[PASSAGE TO READ — start]

Institute of Management Accountants president and CEO Jeff Thomson
Institute of Management Accountants president and CEO Jeff Thomson

The AICPA and NASBA issued a joint statement Monday to Accounting Today in response to the IMA’s briefing. “Feedback from stakeholders is very important to us, which is why we’ve worked closely with a broad range of individuals from the profession, academia and regulation to develop the CPA Evolution Model Curriculum,” said the joint statement. “We received IMA’s concerns, which we feel are unwarranted as they don’t accurately reflect the content in the Curriculum. We have invited IMA representatives and all interested stakeholders to attend our launch event tomorrow, review the Curriculum and share feedback at that time.”

Meanwhile, the IMA is aligning with the AICPA in its support for a bill that was introduced in Congress last week to make accounting part of the STEM curricula for science, technology, engineering and mathematics at schools (see story).

“We want various stages, K through 12, to be thinking about the incredible pathways and careers that become open to how we have redefined accounting, how you can make a difference, how you can serve the public interest,” said Thomson. “Accounting has so many different facets to it. And this also ties into CPA Evolution. Accounting is audit. Accounting is compliance. It’s tax, it’s FP&A, it’s technology. It’s analytics, it’s supply chain. There are so many incredible pathways and careers and opportunities to make a difference. But if we narrowly define accounting, that’s where we kind of go off the rails. And so we need to make sure we define accounting from a holistic, interconnected perspective and not kind of pigeonhole or file it off as a certification. It's not about CPA or CMA or CGMA or CIA. It's about the holistic profession and all it has to offer. And if we tell that story, and if we begin telling that story to K through 12, let alone to millennials, I think we’ll attract the best and the brightest. Whether we call it STEAM versus STEM, it really is part of that interconnected set of disciplines beyond technology.”

[PASSAGE TO READ — finish]
[STORED DATA — start]

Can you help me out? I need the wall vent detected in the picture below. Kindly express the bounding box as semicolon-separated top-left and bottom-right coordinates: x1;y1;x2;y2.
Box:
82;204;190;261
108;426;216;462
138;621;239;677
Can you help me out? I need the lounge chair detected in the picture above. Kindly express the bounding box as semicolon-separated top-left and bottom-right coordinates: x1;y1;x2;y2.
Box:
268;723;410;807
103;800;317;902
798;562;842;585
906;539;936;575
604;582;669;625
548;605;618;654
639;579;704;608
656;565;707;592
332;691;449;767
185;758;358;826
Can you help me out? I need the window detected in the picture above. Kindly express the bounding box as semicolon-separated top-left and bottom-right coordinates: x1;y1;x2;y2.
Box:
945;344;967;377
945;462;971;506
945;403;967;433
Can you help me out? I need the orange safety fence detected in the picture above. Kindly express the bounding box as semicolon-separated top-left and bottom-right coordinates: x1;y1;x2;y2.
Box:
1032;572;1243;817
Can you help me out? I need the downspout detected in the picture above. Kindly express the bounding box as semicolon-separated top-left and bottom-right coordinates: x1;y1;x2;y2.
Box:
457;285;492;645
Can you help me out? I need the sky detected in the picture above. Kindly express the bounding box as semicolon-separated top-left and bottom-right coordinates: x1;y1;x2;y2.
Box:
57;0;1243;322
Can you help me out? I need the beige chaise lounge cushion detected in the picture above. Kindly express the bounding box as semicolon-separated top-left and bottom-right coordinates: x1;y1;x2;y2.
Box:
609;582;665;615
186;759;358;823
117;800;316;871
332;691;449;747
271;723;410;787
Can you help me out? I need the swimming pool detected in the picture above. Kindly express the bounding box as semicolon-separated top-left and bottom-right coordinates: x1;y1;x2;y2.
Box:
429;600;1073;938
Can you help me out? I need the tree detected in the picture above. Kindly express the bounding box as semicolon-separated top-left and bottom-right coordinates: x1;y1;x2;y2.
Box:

[STORED DATA — finish]

• EXERCISE 1:
Please copy the part of the article on accounting education that opens with the words containing "Meanwhile, the IMA" and closes with "schools (see story).", renaming "bill" to "measure".
• EXERCISE 2:
Take the article on accounting education further, starting right after its last sentence.
The items play no part in any task.

• WRITTEN ANSWER 1:
Meanwhile, the IMA is aligning with the AICPA in its support for a measure that was introduced in Congress last week to make accounting part of the STEM curricula for science, technology, engineering and mathematics at schools (see story).

• WRITTEN ANSWER 2:
The IMA has been modifying its own Management Accounting Competency Framework to include more technology skills and has been offering online courses in subjects such as robotic process automation and cybersecurity. The IMA is holding its annual conference online for the first time this week. On Monday it included a session on how data can be implicitly biased for or against some racial, ethnic or gender groups, and how accountants can be on the lookout for that.

“There could be positive outcomes or negative outcomes from bias because, at the source of capturing this data and transforming it, there is a human being that is aiding that machine to learn how to work on this data set or what to look for in future data sets,” said Venkatesh. “It almost becomes harder to identify it because most of us see the data in a usable structured format. We’re not out there capturing the data or standing by the video camera or monitoring that saying this is how we capture the traffic on this street or whatever it might be.”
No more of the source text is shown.